Problem requirements –
Copy out each line of the entries below that contains the string "kitchen". Case counts, so only that exact capitalization is a match.

☆ ☆ ☆ ☆ ☆

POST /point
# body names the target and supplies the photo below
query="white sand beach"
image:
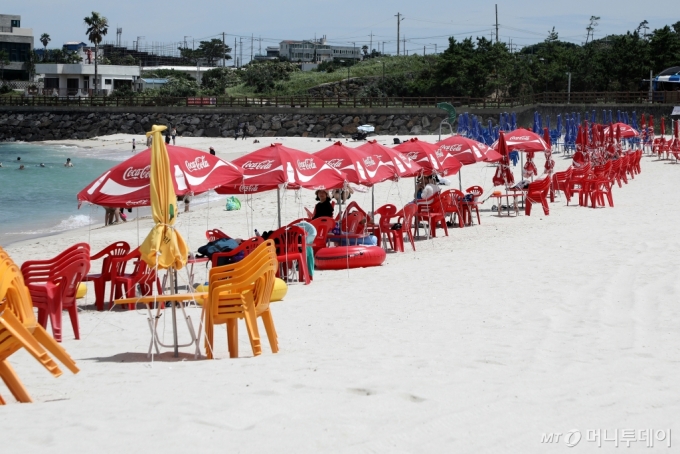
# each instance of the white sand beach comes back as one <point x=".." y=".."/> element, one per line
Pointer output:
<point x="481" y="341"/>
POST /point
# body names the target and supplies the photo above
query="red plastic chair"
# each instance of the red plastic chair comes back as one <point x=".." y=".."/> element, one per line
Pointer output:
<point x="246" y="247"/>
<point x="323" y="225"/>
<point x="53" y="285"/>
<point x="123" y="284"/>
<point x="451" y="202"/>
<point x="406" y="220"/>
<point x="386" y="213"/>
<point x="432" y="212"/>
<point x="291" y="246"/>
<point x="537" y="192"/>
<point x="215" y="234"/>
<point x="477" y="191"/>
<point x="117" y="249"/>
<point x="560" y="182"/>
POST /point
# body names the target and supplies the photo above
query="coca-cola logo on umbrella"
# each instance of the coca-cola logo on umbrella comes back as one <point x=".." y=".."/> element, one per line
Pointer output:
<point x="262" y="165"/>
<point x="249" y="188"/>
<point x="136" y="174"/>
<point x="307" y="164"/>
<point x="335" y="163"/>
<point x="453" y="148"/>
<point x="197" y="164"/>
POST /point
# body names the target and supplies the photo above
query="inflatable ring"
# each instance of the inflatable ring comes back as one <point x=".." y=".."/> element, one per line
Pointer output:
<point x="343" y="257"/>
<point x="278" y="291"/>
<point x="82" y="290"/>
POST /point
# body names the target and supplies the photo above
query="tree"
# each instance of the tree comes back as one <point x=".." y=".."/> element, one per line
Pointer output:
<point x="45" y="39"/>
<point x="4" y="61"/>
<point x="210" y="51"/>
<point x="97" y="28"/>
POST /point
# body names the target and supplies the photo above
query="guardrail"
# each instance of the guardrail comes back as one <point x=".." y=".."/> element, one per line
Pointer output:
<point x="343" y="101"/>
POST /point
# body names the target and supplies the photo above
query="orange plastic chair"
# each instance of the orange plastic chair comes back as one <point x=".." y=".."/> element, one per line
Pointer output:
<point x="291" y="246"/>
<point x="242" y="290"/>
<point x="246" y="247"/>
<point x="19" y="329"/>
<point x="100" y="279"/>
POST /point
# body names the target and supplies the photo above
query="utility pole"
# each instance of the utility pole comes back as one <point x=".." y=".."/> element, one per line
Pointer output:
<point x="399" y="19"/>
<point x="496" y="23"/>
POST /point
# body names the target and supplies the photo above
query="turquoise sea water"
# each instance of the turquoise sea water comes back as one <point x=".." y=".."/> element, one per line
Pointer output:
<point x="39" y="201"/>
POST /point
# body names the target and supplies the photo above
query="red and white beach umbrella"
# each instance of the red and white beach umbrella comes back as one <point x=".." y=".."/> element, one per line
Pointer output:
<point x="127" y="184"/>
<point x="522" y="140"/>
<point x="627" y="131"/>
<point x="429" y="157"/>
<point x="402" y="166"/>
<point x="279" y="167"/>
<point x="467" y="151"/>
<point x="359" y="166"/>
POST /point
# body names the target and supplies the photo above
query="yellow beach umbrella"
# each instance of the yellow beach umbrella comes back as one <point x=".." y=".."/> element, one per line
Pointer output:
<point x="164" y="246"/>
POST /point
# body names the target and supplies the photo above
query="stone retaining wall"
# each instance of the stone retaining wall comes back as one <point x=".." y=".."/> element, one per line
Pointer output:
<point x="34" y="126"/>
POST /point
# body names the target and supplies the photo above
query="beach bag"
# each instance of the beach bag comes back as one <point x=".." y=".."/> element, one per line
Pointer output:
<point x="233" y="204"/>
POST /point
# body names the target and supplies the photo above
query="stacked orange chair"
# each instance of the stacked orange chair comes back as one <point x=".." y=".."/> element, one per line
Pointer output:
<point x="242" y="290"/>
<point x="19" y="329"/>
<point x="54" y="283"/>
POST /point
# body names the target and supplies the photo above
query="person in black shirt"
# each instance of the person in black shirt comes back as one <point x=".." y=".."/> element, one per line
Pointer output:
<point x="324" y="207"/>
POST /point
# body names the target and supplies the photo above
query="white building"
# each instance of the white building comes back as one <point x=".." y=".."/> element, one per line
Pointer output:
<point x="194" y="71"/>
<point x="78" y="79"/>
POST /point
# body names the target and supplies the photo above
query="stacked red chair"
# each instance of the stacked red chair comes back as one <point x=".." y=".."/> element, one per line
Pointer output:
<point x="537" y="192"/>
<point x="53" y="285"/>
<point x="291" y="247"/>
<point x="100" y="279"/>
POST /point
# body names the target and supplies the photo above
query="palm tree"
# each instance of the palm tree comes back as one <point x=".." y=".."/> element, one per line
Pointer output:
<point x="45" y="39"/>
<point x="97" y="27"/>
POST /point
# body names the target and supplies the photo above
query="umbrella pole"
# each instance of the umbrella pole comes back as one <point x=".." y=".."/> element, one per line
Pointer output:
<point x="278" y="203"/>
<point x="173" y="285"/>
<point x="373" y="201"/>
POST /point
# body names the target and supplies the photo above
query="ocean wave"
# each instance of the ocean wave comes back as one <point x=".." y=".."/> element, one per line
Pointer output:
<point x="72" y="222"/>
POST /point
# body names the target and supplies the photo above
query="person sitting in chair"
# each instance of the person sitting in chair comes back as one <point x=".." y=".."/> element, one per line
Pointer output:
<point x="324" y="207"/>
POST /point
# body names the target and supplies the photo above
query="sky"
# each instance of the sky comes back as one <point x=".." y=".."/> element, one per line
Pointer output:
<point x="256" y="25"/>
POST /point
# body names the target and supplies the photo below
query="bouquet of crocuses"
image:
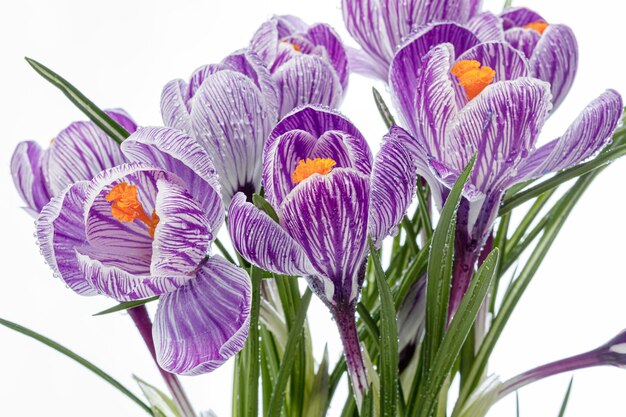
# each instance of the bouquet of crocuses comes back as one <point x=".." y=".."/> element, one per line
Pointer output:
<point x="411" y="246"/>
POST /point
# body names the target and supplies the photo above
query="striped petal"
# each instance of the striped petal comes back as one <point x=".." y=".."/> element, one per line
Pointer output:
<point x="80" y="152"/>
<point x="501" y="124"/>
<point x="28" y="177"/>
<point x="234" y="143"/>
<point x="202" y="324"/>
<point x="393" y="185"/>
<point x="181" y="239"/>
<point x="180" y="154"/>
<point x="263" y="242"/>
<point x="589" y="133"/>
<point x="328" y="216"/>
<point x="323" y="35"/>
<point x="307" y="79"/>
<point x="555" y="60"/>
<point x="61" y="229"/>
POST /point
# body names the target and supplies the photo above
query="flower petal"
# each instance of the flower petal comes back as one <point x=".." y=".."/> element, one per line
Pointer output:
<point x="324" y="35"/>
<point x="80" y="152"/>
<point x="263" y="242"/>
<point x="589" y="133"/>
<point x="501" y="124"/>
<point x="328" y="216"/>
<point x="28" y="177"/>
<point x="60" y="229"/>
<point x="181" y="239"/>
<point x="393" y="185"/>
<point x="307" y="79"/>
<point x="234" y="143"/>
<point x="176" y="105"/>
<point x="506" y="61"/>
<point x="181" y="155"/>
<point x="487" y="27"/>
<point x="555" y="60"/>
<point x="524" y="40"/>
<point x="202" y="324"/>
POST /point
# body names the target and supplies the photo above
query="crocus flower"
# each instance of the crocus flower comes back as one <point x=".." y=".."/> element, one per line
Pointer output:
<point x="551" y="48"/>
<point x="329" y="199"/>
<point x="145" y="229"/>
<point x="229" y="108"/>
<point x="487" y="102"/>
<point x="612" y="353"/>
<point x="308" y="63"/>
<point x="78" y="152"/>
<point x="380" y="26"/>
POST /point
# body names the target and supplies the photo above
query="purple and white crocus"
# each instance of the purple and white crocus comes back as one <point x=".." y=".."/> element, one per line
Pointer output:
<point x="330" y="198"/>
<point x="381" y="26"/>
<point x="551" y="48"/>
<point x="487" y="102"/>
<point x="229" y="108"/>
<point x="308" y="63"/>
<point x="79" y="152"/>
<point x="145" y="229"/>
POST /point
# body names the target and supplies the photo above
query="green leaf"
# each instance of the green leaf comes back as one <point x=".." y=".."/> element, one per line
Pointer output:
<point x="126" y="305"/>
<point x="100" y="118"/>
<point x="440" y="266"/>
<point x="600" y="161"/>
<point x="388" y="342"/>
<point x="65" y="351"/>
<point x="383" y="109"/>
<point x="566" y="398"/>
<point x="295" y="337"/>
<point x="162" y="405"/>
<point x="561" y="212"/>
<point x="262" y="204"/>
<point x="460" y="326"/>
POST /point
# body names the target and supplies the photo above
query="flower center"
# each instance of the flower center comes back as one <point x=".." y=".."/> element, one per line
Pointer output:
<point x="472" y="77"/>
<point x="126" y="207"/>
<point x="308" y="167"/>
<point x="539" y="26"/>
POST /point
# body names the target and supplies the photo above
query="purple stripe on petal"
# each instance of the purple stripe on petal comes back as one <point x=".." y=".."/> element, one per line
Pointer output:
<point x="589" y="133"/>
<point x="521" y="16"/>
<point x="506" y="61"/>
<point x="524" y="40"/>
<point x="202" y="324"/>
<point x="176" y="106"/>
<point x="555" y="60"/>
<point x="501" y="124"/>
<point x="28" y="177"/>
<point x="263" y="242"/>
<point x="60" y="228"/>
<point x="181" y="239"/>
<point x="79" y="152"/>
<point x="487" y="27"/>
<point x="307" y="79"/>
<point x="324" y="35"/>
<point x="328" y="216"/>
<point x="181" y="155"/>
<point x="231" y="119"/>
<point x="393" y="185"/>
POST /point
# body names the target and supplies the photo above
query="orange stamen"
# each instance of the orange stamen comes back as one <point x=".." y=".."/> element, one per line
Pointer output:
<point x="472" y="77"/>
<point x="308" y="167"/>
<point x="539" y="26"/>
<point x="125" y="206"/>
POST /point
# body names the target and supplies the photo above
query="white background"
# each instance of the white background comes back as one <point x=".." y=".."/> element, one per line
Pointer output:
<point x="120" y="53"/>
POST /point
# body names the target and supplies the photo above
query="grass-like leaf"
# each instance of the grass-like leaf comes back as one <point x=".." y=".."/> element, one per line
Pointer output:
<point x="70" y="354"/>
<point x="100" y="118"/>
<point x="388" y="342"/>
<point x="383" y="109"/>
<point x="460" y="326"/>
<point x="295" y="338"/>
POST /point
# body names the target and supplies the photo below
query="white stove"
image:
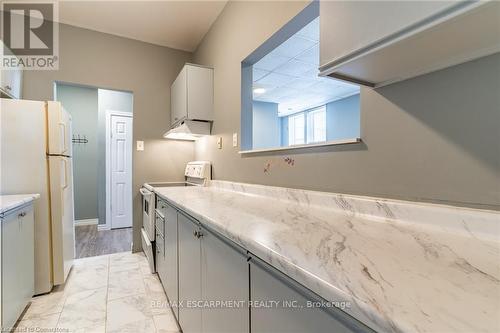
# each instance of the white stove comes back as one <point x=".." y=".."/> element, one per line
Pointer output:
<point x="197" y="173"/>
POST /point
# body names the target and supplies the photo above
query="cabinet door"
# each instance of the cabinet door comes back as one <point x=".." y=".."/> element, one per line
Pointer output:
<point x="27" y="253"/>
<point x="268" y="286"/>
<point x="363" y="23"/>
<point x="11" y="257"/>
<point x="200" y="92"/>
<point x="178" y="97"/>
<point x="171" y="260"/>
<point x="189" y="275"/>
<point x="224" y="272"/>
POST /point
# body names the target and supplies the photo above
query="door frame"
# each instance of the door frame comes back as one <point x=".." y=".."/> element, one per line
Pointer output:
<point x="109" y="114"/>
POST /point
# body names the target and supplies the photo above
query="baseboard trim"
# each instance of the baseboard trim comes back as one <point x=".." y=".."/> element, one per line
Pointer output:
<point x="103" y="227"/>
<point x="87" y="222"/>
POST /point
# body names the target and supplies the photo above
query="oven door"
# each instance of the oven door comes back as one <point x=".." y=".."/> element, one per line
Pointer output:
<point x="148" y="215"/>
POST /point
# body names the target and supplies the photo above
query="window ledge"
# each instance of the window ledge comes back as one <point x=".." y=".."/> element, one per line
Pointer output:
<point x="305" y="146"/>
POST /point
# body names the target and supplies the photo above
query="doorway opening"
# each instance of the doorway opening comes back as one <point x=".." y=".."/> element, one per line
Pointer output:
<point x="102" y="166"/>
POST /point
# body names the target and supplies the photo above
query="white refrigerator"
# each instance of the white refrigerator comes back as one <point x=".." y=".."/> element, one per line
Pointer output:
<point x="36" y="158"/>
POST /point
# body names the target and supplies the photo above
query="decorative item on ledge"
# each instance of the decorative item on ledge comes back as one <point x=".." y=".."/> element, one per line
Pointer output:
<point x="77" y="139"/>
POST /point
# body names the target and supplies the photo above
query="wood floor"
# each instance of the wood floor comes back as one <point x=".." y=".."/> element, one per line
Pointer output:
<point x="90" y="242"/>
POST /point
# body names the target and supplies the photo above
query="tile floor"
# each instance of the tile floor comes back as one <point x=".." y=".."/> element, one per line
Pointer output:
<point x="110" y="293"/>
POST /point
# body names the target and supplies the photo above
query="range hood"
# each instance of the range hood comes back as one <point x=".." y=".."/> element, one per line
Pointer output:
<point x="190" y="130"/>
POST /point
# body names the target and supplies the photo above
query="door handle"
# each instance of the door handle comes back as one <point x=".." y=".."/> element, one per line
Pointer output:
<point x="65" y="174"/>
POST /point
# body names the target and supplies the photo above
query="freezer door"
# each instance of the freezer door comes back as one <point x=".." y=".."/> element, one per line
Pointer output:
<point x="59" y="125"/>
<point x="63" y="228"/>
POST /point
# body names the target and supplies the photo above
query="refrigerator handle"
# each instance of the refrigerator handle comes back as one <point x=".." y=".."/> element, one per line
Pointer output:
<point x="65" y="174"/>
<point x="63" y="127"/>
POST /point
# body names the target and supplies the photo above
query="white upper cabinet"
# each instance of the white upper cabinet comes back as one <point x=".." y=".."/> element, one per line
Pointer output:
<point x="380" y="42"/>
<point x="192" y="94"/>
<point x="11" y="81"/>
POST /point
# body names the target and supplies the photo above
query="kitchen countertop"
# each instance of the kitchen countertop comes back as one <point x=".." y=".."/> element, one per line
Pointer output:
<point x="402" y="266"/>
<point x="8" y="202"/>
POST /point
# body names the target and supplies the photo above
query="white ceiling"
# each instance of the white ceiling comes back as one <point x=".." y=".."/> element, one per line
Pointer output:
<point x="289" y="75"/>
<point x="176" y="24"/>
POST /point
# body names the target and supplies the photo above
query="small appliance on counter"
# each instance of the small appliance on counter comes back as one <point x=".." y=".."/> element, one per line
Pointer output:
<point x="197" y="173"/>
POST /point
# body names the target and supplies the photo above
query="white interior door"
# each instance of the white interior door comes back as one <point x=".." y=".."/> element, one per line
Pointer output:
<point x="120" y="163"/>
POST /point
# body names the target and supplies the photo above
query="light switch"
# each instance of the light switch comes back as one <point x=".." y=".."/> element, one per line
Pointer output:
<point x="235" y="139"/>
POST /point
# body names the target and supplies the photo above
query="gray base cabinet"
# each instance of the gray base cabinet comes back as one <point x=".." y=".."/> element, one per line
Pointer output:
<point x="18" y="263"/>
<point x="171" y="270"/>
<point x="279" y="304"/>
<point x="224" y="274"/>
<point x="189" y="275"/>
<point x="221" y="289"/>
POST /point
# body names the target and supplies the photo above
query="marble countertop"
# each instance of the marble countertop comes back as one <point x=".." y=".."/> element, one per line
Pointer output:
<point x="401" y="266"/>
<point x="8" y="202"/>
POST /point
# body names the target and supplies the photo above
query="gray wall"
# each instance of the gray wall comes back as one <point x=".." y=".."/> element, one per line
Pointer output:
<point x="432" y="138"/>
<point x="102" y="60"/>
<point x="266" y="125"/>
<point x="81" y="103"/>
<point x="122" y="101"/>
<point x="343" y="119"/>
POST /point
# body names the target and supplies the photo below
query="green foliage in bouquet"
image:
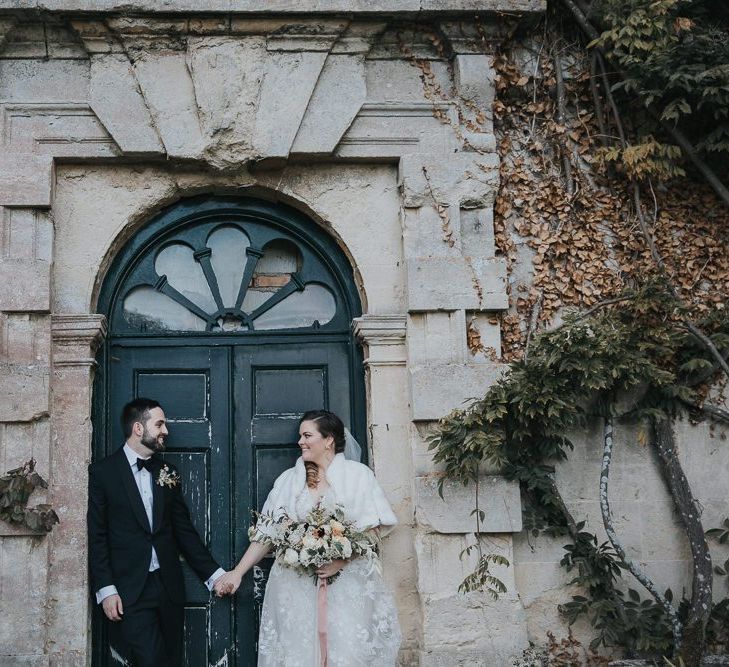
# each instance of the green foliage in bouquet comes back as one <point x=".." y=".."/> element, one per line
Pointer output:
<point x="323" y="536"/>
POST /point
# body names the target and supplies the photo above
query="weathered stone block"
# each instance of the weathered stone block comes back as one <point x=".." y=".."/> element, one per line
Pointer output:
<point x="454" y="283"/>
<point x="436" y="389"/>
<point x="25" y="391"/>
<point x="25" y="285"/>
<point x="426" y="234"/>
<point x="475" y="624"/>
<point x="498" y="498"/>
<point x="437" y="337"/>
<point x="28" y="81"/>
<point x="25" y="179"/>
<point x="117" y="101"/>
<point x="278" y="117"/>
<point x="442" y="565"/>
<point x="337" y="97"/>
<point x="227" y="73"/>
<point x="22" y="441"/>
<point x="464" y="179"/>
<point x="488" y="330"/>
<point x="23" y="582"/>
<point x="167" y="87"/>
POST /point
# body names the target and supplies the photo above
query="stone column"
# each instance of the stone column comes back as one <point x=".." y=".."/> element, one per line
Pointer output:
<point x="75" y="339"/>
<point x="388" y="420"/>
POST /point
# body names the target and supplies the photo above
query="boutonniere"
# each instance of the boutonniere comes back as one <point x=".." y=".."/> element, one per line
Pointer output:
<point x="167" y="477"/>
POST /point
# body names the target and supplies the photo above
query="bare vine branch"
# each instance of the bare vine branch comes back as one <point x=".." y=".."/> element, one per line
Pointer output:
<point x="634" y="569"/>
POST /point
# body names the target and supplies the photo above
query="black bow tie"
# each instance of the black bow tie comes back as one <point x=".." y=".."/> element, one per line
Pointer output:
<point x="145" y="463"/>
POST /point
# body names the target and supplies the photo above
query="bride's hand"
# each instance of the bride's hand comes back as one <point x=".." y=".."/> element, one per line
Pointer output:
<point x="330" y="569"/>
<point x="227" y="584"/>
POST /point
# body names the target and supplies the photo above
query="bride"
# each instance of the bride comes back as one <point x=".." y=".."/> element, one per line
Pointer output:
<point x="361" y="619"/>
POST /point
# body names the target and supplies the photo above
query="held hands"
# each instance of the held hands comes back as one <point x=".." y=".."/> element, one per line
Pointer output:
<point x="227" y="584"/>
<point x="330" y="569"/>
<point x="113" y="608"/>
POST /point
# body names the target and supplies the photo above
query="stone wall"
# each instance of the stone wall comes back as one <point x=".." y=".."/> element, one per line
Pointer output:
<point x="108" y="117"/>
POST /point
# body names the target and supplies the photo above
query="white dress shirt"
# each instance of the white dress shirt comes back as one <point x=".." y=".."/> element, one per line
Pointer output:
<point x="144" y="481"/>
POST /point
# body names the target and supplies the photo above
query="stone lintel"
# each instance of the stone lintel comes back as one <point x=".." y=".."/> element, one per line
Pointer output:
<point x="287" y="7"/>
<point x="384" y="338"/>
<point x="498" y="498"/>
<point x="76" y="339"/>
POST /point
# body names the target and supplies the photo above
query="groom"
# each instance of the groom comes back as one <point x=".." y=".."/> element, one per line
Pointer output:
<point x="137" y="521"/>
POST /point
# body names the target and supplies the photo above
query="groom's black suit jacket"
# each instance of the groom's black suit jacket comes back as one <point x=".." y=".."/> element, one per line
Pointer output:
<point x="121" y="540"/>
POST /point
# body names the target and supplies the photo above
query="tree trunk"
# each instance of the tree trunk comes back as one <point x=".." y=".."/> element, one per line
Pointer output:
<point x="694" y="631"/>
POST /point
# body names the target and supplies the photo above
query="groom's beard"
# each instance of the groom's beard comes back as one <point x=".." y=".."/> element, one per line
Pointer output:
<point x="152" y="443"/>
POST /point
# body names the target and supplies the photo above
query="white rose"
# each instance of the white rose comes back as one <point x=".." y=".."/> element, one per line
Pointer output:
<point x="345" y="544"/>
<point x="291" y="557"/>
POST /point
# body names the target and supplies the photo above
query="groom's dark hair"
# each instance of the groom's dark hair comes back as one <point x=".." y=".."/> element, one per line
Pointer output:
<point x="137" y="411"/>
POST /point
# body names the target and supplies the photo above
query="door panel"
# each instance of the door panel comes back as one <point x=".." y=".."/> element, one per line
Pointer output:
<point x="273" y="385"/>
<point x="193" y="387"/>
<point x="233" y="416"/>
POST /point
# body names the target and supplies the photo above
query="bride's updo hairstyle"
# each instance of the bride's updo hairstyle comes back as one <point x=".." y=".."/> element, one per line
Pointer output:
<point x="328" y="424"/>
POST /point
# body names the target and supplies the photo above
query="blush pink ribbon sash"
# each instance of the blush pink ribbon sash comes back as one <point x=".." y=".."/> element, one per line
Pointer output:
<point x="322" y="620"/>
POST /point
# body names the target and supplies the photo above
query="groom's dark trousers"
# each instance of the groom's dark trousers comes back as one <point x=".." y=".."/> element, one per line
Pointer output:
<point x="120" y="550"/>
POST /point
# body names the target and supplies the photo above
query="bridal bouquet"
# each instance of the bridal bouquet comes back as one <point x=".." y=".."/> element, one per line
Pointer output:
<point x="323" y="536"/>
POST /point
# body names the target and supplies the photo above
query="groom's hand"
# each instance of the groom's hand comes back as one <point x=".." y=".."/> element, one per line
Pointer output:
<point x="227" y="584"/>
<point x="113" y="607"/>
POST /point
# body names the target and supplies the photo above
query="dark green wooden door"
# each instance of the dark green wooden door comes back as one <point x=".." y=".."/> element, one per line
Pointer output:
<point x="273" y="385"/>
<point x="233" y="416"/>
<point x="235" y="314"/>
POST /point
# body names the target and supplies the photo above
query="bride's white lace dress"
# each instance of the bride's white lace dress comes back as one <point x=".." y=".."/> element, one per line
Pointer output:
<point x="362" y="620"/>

☆ ☆ ☆ ☆ ☆

Task solution –
query="kitchen countertop"
# each instance of the kitchen countertop comes back as one <point x=".." y=".."/> element, one per line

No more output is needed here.